> _WRITTEN REQUEST_
Lay out the lines below as a numbered list, starting at the very first line and ending at the line that contains "161 175 L 161", with both of those lines included and any blank lines left out.
-- START RAW RECORDS --
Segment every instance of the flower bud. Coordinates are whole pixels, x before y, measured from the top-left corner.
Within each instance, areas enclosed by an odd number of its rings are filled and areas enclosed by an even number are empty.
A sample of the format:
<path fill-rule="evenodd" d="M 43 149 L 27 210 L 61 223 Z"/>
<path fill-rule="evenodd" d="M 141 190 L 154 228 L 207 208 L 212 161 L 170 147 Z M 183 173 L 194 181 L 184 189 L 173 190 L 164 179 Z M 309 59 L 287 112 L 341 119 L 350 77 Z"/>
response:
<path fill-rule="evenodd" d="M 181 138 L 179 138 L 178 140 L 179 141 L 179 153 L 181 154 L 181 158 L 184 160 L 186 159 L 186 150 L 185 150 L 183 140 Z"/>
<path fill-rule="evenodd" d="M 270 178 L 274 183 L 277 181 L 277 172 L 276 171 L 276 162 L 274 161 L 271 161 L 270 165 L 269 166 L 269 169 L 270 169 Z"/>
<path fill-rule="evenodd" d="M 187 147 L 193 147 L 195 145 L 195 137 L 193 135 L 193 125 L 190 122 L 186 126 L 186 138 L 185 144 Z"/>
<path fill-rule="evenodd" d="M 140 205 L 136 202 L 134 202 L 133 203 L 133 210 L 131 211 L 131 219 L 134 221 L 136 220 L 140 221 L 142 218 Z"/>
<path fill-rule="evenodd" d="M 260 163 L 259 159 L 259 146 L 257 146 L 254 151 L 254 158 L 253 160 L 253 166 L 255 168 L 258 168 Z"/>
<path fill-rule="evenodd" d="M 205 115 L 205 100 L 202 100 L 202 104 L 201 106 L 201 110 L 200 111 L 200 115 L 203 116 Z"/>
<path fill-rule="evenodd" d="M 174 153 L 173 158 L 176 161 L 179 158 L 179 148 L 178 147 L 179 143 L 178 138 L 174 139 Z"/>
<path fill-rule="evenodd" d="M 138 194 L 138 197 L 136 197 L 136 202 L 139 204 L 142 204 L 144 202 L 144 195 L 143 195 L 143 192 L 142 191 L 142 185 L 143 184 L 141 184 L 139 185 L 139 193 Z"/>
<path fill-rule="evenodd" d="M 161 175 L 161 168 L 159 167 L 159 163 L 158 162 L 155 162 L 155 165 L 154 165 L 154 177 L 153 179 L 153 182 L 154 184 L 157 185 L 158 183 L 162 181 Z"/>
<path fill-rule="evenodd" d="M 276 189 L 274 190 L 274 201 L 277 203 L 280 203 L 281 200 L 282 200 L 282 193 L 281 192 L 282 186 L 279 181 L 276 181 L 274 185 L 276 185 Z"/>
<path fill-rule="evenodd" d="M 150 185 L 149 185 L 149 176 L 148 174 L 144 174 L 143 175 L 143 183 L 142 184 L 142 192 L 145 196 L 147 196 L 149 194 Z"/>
-- END RAW RECORDS --
> _ANSWER FOR THE TASK_
1. Segment every instance of the flower bud. Coordinates are whole pixels, x before y, measured from the top-left corner.
2. Within each instance, areas enclosed by an odd number of its rings are filled and areas enclosed by an even number are empty.
3. A sample of the format:
4. <path fill-rule="evenodd" d="M 43 149 L 27 210 L 61 223 Z"/>
5. <path fill-rule="evenodd" d="M 141 190 L 154 228 L 207 208 L 212 161 L 170 147 Z M 183 173 L 194 181 L 184 189 L 173 190 L 164 179 Z M 309 59 L 287 112 L 341 119 L 350 77 Z"/>
6. response:
7. <path fill-rule="evenodd" d="M 181 138 L 179 138 L 178 140 L 179 141 L 179 153 L 181 154 L 181 158 L 184 160 L 186 159 L 186 150 L 185 150 L 183 140 Z"/>
8. <path fill-rule="evenodd" d="M 270 178 L 274 183 L 277 181 L 277 172 L 276 171 L 276 162 L 274 161 L 271 161 L 270 165 L 269 166 L 269 169 L 270 169 Z"/>
9. <path fill-rule="evenodd" d="M 187 147 L 193 147 L 195 145 L 195 137 L 193 135 L 193 125 L 190 122 L 186 126 L 186 138 L 185 144 Z"/>
10. <path fill-rule="evenodd" d="M 140 205 L 136 202 L 134 202 L 133 203 L 133 210 L 131 211 L 131 219 L 134 221 L 136 220 L 140 221 L 142 218 Z"/>
11. <path fill-rule="evenodd" d="M 260 163 L 259 159 L 259 146 L 257 146 L 254 151 L 254 158 L 253 160 L 253 166 L 255 168 L 258 168 Z"/>
12. <path fill-rule="evenodd" d="M 205 115 L 205 100 L 202 100 L 202 104 L 201 106 L 201 110 L 200 111 L 200 115 L 203 116 Z"/>
13. <path fill-rule="evenodd" d="M 174 153 L 173 158 L 176 161 L 179 158 L 179 148 L 178 147 L 179 143 L 178 138 L 174 139 Z"/>
14. <path fill-rule="evenodd" d="M 138 194 L 138 197 L 136 197 L 136 202 L 139 204 L 142 204 L 144 202 L 144 195 L 143 195 L 143 192 L 142 191 L 142 185 L 143 184 L 141 184 L 139 185 L 139 193 Z"/>
15. <path fill-rule="evenodd" d="M 161 175 L 161 168 L 159 167 L 159 163 L 158 162 L 155 162 L 155 165 L 154 165 L 154 177 L 153 179 L 153 182 L 154 184 L 157 185 L 158 183 L 162 181 Z"/>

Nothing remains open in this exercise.